Estrai dalle voci seguenti ogni riga che contiene la parola "dirt" e ricopiala per intero. Maiuscole e minuscole vanno rispettate.

<<<<

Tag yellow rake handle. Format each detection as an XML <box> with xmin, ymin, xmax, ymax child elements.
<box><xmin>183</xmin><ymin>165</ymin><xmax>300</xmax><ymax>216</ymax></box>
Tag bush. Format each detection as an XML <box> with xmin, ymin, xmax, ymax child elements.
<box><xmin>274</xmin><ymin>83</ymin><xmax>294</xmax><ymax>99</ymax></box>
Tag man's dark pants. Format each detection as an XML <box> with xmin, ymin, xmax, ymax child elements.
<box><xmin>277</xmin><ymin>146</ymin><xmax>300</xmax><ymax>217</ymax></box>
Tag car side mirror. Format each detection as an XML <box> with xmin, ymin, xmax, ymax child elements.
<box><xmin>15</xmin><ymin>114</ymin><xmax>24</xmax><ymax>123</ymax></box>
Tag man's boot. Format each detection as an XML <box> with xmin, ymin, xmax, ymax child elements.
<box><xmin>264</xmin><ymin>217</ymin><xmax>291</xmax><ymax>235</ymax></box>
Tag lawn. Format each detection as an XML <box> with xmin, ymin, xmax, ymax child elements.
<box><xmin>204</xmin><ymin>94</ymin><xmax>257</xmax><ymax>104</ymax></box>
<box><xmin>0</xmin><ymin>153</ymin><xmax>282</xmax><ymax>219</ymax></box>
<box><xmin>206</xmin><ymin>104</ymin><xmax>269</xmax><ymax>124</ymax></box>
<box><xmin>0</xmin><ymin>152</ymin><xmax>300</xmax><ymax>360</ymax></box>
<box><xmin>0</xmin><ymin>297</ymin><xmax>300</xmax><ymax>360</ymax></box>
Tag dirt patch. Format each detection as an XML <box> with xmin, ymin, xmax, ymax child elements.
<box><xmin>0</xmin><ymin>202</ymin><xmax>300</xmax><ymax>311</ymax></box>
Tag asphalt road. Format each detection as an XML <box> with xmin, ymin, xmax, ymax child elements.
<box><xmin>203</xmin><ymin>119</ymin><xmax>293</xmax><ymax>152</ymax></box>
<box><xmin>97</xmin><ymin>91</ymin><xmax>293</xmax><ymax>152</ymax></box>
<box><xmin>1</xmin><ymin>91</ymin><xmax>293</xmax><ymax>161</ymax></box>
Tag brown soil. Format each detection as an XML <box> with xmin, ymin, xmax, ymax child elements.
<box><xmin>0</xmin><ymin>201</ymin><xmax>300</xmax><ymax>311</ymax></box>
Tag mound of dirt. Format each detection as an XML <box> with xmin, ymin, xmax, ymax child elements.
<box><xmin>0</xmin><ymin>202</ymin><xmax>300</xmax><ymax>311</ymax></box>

>>>>

Risultato corretto:
Tag dirt patch. Format each detection as an XML <box> with xmin, ymin, xmax, ymax child elements.
Tag mound of dirt. Format each detection as an XML <box> with xmin, ymin, xmax, ymax child elements.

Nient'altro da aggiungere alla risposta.